— start of Excerpted data —

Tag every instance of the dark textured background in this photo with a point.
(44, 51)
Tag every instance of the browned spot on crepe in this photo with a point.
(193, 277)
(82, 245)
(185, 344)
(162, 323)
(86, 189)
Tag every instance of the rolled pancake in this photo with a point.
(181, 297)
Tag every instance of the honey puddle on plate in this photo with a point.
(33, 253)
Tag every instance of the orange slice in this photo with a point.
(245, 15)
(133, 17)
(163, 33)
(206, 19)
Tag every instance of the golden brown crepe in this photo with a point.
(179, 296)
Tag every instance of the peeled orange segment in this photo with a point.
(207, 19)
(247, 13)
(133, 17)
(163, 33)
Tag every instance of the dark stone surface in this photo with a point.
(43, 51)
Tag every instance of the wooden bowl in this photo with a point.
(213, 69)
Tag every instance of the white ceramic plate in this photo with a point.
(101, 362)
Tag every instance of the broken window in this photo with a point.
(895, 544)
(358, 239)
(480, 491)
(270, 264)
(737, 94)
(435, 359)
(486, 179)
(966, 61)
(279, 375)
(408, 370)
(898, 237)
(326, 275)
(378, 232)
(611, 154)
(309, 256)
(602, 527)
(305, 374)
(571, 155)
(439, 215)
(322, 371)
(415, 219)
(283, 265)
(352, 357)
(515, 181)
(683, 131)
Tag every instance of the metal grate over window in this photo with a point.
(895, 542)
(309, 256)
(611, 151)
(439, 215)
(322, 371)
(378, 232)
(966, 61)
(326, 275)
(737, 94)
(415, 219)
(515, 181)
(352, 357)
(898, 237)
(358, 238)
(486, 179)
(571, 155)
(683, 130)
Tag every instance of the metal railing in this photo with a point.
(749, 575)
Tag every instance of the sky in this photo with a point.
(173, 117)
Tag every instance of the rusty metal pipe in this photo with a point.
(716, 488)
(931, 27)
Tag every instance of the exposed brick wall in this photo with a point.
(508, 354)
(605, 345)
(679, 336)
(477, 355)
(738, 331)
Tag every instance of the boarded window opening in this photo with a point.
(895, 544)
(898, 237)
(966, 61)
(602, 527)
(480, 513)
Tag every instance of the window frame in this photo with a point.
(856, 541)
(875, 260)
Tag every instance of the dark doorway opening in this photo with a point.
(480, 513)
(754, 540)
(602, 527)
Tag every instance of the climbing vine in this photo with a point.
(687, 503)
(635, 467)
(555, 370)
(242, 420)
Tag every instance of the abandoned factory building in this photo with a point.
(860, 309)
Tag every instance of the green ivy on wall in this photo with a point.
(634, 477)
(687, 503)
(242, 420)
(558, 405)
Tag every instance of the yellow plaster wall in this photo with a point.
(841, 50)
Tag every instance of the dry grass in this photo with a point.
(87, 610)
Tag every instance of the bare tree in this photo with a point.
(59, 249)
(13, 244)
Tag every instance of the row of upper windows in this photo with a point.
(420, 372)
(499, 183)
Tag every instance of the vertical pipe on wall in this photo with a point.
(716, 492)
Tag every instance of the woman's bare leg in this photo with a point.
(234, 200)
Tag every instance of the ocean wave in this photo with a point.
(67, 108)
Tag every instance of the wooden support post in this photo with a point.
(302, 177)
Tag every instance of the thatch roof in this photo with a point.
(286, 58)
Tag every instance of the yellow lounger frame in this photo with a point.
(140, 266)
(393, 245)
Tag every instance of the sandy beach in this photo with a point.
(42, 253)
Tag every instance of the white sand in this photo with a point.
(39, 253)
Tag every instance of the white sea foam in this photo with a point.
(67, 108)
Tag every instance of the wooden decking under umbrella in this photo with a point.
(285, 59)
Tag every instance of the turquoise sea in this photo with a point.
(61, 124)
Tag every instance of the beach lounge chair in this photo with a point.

— end of Excerpted data —

◆ **Stated exercise**
Give the data from the line containing "Tag every instance of the dark doorway" through the end again, with "thatch roof" replaced by "thatched roof" and everything else unchanged.

◆ **Problem solution**
Tag every instance of the dark doorway opening in this photo with a point.
(480, 513)
(754, 540)
(602, 527)
Tag every instance of the climbing vine in this photo with a point.
(687, 503)
(635, 467)
(555, 370)
(242, 420)
Tag every instance of the abandoned factory building in this photo with a point.
(860, 309)
Tag every instance of the green ivy on wall in this photo with a point.
(634, 477)
(687, 503)
(242, 420)
(558, 405)
Tag every instance of the yellow plaster wall in this photo with a point.
(841, 50)
Tag every instance of the dry grass in this photo with a point.
(87, 610)
Tag every instance of the bare tree in this photo with a point.
(59, 249)
(13, 244)
Tag every instance of the row of upper windows in this photo with a point.
(420, 372)
(499, 183)
Tag every instance of the vertical pipe on wall in this photo with a point.
(716, 492)
Tag every instance of the woman's bare leg in this photo with a point.
(234, 200)
Tag every instance of the ocean wave in this photo with a point.
(67, 108)
Tag every instance of the wooden support post in this photo with a point.
(302, 177)
Tag every instance of the thatched roof in this photo with a point.
(286, 58)
Tag every instance of the yellow lounger frame in this photo with a point.
(140, 266)
(393, 245)
Tag every instance of the sandy beach in this photo with a point.
(42, 253)
Tag every instance of the white sand in this photo with a point.
(39, 253)
Tag every instance of the white sea foam in this photo with a point.
(67, 108)
Tag every instance of the wooden decking under umbrella in this photo with a point.
(285, 59)
Tag every instance of the turquoise sea in this photo with a point.
(61, 124)
Tag every instance of the beach lounge chair in this photo with a point.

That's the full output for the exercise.